## WHAT YOU WILL DO
Find every line in the items below that contains the word "dark" and copy each of those lines. Case counts.

## DATA ROWS

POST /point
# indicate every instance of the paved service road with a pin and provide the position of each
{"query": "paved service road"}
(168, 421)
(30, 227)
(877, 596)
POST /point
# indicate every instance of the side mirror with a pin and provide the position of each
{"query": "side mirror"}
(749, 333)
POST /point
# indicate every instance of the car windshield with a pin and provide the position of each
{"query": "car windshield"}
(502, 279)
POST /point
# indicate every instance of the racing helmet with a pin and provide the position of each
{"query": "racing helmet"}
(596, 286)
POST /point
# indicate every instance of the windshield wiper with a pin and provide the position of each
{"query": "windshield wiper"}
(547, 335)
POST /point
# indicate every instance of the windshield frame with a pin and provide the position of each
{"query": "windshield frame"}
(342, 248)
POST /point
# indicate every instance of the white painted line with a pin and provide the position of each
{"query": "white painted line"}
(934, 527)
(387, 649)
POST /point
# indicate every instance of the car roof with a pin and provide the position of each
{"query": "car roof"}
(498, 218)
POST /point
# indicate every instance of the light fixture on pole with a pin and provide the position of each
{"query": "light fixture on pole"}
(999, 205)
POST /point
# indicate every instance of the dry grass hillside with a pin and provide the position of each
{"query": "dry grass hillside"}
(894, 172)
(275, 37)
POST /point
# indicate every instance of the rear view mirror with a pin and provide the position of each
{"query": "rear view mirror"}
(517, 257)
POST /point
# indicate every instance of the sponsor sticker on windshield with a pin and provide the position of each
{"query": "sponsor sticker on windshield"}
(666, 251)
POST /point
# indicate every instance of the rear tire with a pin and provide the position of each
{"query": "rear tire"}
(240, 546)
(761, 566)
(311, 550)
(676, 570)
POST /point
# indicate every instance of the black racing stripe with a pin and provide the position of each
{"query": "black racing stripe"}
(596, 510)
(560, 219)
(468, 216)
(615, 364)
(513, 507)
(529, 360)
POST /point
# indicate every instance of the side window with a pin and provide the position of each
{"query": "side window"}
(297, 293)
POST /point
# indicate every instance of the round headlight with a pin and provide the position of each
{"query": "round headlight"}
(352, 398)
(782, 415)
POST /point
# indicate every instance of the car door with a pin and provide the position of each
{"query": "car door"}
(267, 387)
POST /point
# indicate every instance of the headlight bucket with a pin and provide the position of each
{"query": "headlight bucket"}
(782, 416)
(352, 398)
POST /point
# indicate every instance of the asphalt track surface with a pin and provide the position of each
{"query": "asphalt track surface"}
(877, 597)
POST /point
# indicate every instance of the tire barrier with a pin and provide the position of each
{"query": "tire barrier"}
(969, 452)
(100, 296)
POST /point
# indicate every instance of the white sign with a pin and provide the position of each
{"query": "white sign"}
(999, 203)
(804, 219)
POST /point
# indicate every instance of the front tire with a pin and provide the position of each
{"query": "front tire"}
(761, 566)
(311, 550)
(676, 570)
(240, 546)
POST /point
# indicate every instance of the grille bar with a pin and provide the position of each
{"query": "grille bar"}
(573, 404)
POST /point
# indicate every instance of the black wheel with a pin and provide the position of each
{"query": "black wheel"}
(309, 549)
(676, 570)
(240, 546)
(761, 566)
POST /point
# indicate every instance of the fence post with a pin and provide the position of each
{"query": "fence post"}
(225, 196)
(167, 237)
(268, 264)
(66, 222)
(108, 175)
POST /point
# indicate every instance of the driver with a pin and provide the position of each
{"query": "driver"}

* * *

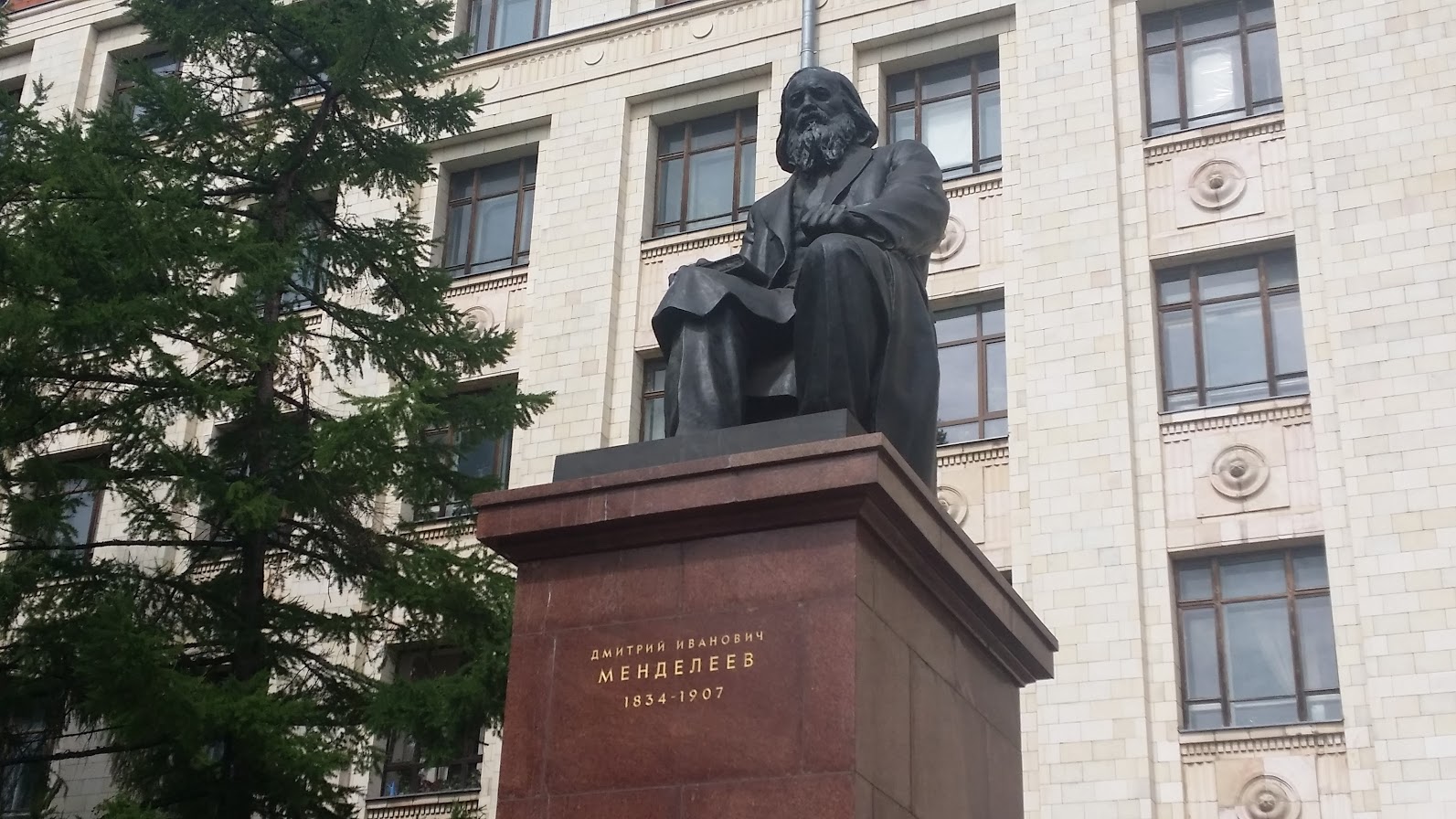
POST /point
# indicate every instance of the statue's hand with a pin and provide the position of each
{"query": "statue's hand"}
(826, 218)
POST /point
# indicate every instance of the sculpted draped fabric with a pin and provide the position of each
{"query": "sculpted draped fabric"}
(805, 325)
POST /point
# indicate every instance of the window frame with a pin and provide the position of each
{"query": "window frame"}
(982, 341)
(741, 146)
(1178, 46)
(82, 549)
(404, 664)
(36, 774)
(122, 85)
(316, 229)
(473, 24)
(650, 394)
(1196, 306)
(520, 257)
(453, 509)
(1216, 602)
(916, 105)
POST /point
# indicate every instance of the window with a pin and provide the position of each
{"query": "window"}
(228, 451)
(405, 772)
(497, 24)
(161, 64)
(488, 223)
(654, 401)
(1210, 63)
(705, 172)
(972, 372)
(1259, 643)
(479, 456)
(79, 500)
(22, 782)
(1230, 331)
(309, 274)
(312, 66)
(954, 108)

==

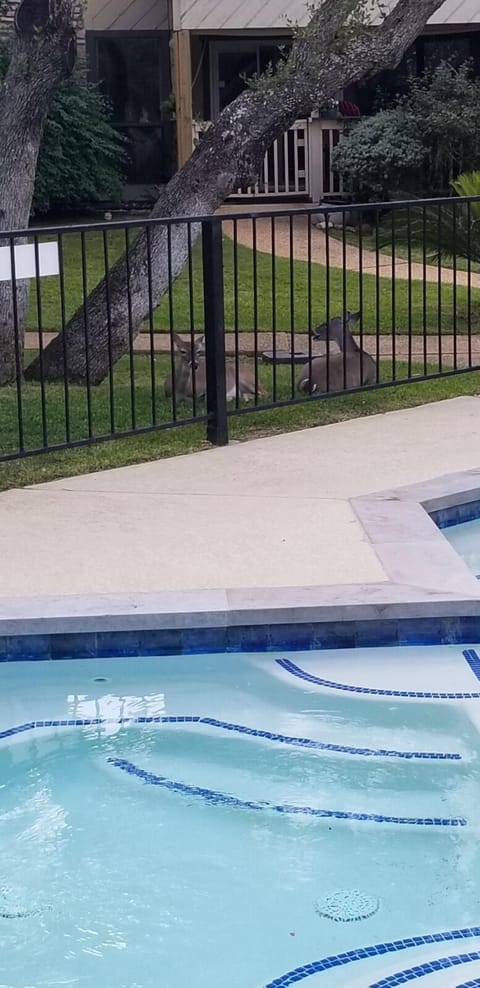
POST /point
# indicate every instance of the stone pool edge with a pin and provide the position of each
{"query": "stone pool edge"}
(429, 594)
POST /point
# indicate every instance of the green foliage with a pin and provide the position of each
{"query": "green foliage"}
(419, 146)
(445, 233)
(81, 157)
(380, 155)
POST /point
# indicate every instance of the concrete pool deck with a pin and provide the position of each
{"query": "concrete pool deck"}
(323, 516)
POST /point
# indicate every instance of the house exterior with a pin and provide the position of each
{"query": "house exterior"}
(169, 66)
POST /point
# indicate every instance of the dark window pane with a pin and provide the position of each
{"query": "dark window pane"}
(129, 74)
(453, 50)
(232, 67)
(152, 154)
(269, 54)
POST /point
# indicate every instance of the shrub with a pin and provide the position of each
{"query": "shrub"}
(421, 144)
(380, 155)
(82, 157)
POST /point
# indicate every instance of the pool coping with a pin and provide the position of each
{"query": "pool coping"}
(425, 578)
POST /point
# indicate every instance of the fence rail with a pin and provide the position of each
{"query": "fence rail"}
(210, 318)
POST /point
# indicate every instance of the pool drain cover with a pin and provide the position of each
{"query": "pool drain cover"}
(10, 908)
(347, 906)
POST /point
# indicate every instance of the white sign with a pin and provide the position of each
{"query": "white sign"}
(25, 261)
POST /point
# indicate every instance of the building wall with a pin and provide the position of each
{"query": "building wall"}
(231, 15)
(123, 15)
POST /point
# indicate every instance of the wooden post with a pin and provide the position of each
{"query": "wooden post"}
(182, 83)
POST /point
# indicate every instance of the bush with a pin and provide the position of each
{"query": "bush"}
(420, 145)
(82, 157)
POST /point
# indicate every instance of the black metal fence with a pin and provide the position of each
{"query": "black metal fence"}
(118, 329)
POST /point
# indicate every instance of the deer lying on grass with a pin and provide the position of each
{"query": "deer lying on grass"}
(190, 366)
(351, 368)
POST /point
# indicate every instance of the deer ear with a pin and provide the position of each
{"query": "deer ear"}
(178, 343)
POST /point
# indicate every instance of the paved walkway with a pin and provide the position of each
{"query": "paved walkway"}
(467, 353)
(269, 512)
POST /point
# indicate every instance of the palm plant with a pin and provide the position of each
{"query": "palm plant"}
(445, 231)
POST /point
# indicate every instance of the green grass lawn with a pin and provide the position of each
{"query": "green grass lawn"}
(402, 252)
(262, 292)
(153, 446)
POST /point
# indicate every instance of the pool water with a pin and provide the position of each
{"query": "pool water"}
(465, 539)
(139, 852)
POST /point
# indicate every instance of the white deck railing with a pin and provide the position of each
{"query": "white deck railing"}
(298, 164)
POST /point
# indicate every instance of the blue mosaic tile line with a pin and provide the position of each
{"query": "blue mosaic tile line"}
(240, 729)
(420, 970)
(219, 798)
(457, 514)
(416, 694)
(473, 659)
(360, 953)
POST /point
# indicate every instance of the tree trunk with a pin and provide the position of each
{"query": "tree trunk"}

## OUTPUT OF THE TASK
# indicate every instance of the dark window pane with a pin and provide the position of each
{"query": "dark window pane"}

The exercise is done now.